[STATED TASK] Rewrite the records below as a numbered list, one line per number, with blank lines dropped. Leave out the pictures.

[Recorded data]
....................

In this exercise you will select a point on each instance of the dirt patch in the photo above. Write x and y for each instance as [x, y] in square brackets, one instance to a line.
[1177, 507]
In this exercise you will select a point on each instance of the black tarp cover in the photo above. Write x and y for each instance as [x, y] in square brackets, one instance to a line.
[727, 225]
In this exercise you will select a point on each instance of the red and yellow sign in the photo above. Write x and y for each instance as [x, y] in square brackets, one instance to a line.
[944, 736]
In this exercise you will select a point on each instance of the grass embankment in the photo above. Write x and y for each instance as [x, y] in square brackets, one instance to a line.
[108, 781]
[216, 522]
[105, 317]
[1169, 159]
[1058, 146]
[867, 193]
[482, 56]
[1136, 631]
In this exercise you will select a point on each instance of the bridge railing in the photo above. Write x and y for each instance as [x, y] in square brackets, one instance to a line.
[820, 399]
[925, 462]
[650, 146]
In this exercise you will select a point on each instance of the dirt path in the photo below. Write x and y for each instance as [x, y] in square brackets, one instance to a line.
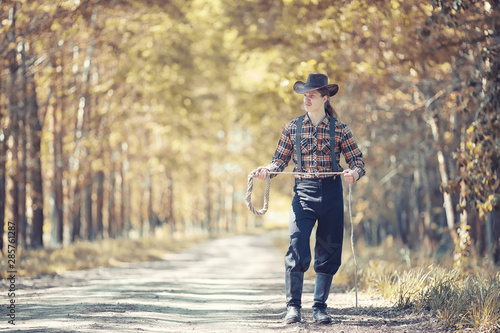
[232, 284]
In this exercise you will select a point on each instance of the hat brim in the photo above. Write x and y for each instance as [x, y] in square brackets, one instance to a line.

....................

[RESPONSE TO THE TASK]
1. In this exercise you will select a point on each instance of the dirt patch in the photo above. Write x and y for each instance as [x, y] in square brackets, one instance to a line.
2. [1177, 507]
3. In this exercise you will select a point on each instance of the black tarp cover in the photo above. Write x and y for each instance as [x, y] in square brackets, one instance to a line.
4. [727, 225]
5. In this exercise you will select a point on each instance of the red and yellow sign in the photo above. Write x and y for each instance as [x, y] in square brackets, one instance to a line.
6. [944, 736]
7. In this exercise you will select a point on each instance of the grass embankment in the photo above. Write x and y for each instance as [x, y] in square brackets, one instance to a line.
8. [108, 781]
9. [216, 522]
10. [105, 317]
11. [1169, 159]
12. [1058, 146]
13. [867, 193]
14. [482, 56]
15. [1136, 631]
16. In this exercise you will select a point on each instance of the bridge railing in the photo above. Write x and y for each instance as [x, y] in square brackets, one instance to a line.
17. [820, 399]
18. [925, 462]
19. [650, 146]
20. In this exercise you will select a point on each instance of the dirt path in the photo below. Write x and y for each instance as [x, y] in square brackets, one instance to a line.
21. [232, 284]
22. In this exercise you will select a point on each instance of the hat brim in the photo above. Write x and y for each instance as [x, y] in square brackets, one instance to a line.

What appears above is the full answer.